Format the records below as a JSON list of strings, one string per line, with any blank lines left out.

(Pointing dataset records)
--- --- ---

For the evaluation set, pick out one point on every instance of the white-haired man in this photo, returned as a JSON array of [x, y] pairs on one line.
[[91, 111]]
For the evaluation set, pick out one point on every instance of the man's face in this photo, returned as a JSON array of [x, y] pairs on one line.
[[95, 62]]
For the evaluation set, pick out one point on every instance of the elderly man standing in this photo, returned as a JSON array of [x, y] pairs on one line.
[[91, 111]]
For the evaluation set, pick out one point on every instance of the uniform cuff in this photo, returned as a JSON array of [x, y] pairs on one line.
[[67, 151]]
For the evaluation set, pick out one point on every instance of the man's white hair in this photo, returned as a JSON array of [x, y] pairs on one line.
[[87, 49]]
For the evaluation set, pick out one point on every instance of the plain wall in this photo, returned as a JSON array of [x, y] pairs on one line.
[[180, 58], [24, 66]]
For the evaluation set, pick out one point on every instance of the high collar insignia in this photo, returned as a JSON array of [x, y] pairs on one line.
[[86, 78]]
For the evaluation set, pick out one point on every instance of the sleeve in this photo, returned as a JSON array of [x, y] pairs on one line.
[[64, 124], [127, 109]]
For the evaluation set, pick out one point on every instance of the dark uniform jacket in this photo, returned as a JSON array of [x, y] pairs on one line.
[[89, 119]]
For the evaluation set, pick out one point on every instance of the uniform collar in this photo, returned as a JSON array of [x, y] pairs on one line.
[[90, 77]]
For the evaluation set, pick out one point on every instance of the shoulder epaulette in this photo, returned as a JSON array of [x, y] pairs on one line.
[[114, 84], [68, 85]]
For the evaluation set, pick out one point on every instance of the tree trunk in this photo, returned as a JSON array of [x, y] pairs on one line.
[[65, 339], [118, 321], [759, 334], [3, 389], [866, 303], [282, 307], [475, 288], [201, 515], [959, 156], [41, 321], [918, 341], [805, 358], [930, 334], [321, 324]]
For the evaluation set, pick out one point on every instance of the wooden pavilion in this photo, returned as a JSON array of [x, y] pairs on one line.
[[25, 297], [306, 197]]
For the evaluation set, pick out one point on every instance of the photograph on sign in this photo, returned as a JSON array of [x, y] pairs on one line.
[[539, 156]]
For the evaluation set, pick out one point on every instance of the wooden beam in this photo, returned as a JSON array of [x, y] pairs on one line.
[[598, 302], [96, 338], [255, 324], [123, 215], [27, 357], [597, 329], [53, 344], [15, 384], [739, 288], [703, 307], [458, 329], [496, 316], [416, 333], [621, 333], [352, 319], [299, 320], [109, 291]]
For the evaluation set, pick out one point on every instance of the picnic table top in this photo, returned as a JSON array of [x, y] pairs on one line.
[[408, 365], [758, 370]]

--- --- ---

__SOLUTION FOR THIS PROBLEM__:
[
  "For the evaluation set, pick out one point on every instance of the white-haired man in this photo, returned as a JSON array of [x, y] pairs on one line.",
  "[[91, 111]]",
  "For the evaluation set, pick out one point on every instance of the man's face in this photo, returned as a JSON array of [x, y] pairs on one line.",
  "[[95, 62]]",
  "For the evaluation set, pick out one point on every instance of the elderly man standing in this photo, returned as a JSON array of [x, y] pairs on one line.",
  "[[91, 111]]",
  "For the evaluation set, pick out one point on every instance of the uniform cuff in this photo, returned as a JSON array of [x, y] pairs on one line.",
  "[[67, 151]]",
  "For the evaluation set, pick out one point on every instance of the man's white hair in this photo, returned as a JSON array of [x, y] pairs on one line.",
  "[[87, 49]]",
  "For the evaluation set, pick out one point on every instance of the plain wall in this photo, returned as a JSON array of [x, y] pairs on one line.",
  "[[180, 58], [24, 66]]",
  "For the evaluation set, pick out one point on every instance of the high collar insignia in this photo, returned as a JSON array of [x, y] pairs on one line.",
  "[[86, 78]]",
  "For the evaluation set, pick out one point on every instance of the sleeve in this photo, returned as a JSON array of [x, y] pairs on one line.",
  "[[64, 124], [127, 109]]",
  "For the evaluation set, pick out one point on every instance of the dark uniform jacket in this photo, returned as a JSON array of [x, y] pairs on one line.",
  "[[89, 119]]",
  "For the evaluation set, pick out one point on every instance of the uniform collar in this photo, returned as a JSON array of [x, y] pairs on one line.",
  "[[90, 77]]",
  "For the evaluation set, pick out one point on every instance of the shoulder epaulette in this photo, returned as a JSON array of [x, y] pairs on one line.",
  "[[114, 84], [68, 85]]",
  "For the evaluation set, pick out one point on every instance of the tree trunk in this photo, returned as a JSON array of [x, y] pairs on one line.",
  "[[65, 339], [118, 321], [759, 334], [3, 389], [866, 303], [282, 307], [475, 288], [201, 515], [959, 156], [41, 321], [918, 341], [805, 358], [930, 334], [321, 324]]",
  "For the evaluation set, pick out one point on every instance of the wooden pavilion in this photo, returned as a JSON array of [x, y] pairs on one line.",
  "[[25, 297], [306, 197]]",
  "For the evaluation set, pick out one point on every instance of the photograph on sign in this photo, returned as a JSON array of [x, y] pairs on one line.",
  "[[539, 156]]",
  "For the evaluation set, pick out one point on every instance of the wooden beam in this photo, returned as a JSON array of [x, y] pairs on one line.",
  "[[598, 302], [96, 338], [255, 324], [123, 215], [27, 357], [597, 329], [53, 344], [15, 384], [739, 288], [703, 307], [458, 329], [496, 316], [416, 333], [621, 333], [352, 319], [299, 320], [109, 291]]",
  "For the evaluation set, pick out one point on every instance of the picnic table top in this photo, returned as a JSON array of [x, y] pairs on one line.",
  "[[408, 365], [758, 370]]"
]